## Aim of the task
Substitute "grasp planner" for "pick planner" in the records below, starting at the line that contains "of the narrow" and ending at the line that contains "139), (238, 148)]", and give only those lines with everything else unchanged.
# # # # #
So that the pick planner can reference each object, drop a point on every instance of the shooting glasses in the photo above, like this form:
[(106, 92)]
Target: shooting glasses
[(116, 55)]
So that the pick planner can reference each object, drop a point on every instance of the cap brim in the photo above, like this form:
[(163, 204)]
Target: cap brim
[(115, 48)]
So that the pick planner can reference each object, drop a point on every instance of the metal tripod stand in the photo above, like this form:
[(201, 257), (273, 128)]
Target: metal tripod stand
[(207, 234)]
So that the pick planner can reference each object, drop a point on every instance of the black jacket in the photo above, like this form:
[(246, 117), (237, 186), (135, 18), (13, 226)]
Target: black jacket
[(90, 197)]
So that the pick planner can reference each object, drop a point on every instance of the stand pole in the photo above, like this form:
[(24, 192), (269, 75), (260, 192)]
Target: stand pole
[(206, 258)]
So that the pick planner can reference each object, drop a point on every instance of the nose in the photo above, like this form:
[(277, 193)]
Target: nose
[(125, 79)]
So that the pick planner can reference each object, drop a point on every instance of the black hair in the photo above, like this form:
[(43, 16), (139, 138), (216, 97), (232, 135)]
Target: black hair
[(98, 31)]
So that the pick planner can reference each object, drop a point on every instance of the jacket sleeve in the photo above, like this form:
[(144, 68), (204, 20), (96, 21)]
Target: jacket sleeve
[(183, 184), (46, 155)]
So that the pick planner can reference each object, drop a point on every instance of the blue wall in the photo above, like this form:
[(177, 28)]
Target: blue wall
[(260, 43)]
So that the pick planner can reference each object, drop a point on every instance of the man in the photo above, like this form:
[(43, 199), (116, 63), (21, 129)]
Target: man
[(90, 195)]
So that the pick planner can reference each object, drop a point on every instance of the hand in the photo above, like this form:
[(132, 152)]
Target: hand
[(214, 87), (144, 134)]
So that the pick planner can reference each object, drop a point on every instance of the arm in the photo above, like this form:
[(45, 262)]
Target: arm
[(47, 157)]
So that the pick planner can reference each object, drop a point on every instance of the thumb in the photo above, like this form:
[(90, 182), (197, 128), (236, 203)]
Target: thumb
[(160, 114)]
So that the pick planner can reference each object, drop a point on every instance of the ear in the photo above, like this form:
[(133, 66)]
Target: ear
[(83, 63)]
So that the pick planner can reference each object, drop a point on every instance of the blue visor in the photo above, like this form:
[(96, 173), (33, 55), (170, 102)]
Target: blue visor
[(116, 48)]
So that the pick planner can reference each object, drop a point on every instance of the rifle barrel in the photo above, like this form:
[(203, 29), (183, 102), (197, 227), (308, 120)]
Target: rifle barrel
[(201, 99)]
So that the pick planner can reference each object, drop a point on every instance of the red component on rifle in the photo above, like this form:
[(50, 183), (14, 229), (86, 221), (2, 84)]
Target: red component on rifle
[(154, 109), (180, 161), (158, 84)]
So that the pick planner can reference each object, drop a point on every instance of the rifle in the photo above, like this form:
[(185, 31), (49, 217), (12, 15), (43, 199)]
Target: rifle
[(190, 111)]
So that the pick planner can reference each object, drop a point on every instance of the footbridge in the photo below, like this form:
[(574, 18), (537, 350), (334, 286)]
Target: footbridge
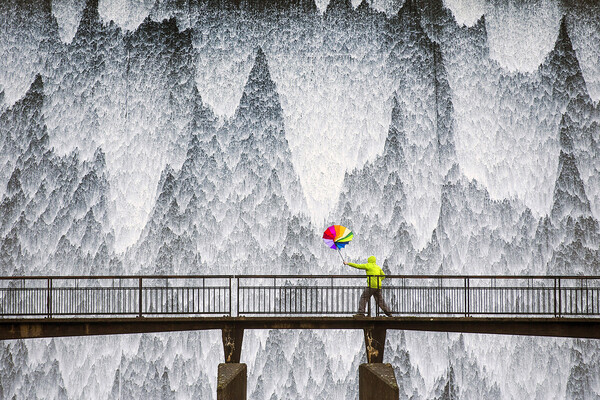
[(58, 306)]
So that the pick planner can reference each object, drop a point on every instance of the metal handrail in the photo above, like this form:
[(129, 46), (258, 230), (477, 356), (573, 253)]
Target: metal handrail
[(195, 276)]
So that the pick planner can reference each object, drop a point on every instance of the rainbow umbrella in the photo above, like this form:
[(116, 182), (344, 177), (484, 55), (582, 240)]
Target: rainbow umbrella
[(337, 237)]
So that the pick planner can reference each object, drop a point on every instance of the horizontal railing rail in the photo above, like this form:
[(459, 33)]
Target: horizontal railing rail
[(293, 295)]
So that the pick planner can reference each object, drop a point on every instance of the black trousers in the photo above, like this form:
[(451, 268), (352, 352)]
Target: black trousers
[(367, 293)]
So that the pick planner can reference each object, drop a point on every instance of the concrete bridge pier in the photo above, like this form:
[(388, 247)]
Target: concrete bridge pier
[(374, 343), (376, 381), (232, 375)]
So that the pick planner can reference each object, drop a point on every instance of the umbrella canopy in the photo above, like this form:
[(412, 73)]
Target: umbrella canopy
[(337, 236)]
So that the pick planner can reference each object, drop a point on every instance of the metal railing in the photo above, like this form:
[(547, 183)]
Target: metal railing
[(114, 296), (294, 295)]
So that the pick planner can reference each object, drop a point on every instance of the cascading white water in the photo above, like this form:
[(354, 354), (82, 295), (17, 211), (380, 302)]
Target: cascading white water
[(198, 137)]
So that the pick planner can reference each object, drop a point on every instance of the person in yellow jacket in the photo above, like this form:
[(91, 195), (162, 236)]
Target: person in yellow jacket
[(374, 277)]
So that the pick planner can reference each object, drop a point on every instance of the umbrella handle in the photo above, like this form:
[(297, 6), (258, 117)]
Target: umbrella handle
[(341, 255)]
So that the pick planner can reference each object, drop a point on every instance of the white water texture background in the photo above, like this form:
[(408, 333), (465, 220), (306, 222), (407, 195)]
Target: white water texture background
[(205, 136)]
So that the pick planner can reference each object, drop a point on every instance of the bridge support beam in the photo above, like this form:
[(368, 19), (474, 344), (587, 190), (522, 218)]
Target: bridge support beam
[(377, 382), (232, 381), (374, 344), (233, 336)]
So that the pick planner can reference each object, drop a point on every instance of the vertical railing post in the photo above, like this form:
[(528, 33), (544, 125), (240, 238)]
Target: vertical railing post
[(140, 297), (49, 299), (237, 310), (559, 299), (555, 299), (333, 309), (230, 290), (466, 297)]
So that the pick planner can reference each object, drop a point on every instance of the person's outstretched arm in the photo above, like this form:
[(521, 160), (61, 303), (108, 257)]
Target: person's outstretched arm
[(359, 266)]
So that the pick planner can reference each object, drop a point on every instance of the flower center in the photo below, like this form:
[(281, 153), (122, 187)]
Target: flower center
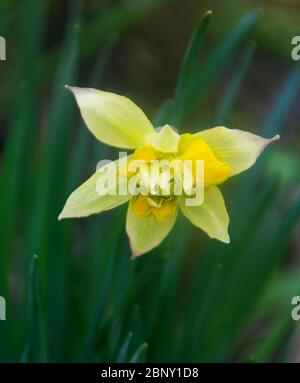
[(158, 174)]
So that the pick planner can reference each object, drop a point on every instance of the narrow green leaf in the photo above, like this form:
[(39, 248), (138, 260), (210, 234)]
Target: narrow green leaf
[(140, 355), (36, 350), (123, 353), (234, 87), (189, 64), (217, 62)]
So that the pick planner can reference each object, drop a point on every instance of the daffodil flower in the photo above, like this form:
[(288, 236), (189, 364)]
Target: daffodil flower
[(117, 121)]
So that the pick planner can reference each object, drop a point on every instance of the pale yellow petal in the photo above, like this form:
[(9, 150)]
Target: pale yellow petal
[(147, 232), (113, 119), (87, 199), (211, 216), (165, 139), (238, 148)]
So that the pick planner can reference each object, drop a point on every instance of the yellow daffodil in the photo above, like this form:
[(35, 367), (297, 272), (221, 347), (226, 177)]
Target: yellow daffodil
[(117, 121)]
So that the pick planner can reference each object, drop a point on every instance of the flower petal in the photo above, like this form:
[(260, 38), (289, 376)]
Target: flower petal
[(238, 148), (211, 216), (87, 200), (113, 119), (164, 140), (147, 232)]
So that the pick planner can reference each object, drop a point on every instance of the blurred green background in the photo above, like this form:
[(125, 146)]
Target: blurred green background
[(72, 292)]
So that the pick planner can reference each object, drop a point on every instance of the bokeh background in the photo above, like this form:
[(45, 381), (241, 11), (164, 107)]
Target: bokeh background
[(72, 292)]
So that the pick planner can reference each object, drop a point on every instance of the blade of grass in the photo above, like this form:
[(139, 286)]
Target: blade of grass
[(36, 349), (189, 64), (234, 87), (216, 63)]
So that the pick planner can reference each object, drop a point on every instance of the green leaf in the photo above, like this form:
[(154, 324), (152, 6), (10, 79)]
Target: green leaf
[(189, 64), (140, 355), (234, 87), (35, 350), (217, 62)]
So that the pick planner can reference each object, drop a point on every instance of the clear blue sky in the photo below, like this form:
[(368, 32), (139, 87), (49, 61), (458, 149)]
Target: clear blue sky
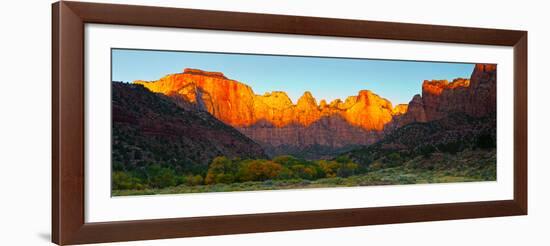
[(325, 78)]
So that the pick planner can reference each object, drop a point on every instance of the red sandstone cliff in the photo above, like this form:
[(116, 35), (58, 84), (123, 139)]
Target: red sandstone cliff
[(281, 126), (475, 97), (236, 104)]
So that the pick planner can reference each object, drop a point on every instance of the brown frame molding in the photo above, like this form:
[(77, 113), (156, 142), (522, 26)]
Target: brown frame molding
[(68, 19)]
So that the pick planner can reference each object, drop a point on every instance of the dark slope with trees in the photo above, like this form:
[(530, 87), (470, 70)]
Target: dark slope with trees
[(150, 129)]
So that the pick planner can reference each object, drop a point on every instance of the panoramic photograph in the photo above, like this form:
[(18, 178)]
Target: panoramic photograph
[(193, 122)]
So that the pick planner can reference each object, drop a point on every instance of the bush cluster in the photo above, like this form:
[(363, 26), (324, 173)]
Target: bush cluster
[(226, 170)]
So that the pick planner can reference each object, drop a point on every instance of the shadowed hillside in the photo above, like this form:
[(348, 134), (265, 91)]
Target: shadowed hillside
[(149, 128)]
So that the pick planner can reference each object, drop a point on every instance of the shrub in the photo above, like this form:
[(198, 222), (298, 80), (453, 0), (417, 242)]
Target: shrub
[(126, 181), (260, 170), (160, 177), (221, 170)]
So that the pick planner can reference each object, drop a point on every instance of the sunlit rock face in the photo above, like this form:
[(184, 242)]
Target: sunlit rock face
[(281, 126), (236, 104), (475, 97)]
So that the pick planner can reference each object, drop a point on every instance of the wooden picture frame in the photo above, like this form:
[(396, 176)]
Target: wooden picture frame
[(68, 224)]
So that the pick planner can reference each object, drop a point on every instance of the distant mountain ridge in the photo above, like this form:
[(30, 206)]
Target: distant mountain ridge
[(236, 104), (318, 129), (149, 128)]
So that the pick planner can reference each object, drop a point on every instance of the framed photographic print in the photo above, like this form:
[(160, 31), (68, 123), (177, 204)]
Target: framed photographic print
[(174, 122)]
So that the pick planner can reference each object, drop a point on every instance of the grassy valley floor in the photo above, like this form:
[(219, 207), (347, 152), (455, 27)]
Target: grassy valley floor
[(466, 166)]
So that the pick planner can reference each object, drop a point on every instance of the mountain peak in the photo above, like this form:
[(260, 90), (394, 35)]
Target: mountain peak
[(199, 72), (307, 99), (436, 87)]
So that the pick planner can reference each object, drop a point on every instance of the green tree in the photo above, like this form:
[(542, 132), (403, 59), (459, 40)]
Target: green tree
[(259, 170), (221, 170), (126, 181)]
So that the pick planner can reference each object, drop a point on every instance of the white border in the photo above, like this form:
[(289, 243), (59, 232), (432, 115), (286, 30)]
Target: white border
[(100, 207)]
# # # # #
## Output below
So that the grasp planner can reference each object, drop a point on every instance of the narrow green leaf in the photo above, like this form:
[(39, 248), (138, 260), (210, 234)]
Target: narrow green leaf
[(140, 355), (36, 350), (123, 353), (234, 87), (189, 64), (217, 62)]
So that the grasp planner can reference each object, drop a point on every instance of the daffodil flower in the photo above, like this form:
[(288, 236), (189, 364)]
Target: daffodil flower
[(117, 121)]
So that the grasp planner can reference each object, drop a point on every instance of the pale yellow petal in the photo above, like this form:
[(9, 150)]
Target: pale yellow petal
[(147, 232), (113, 119), (87, 199), (211, 216), (165, 139), (238, 148)]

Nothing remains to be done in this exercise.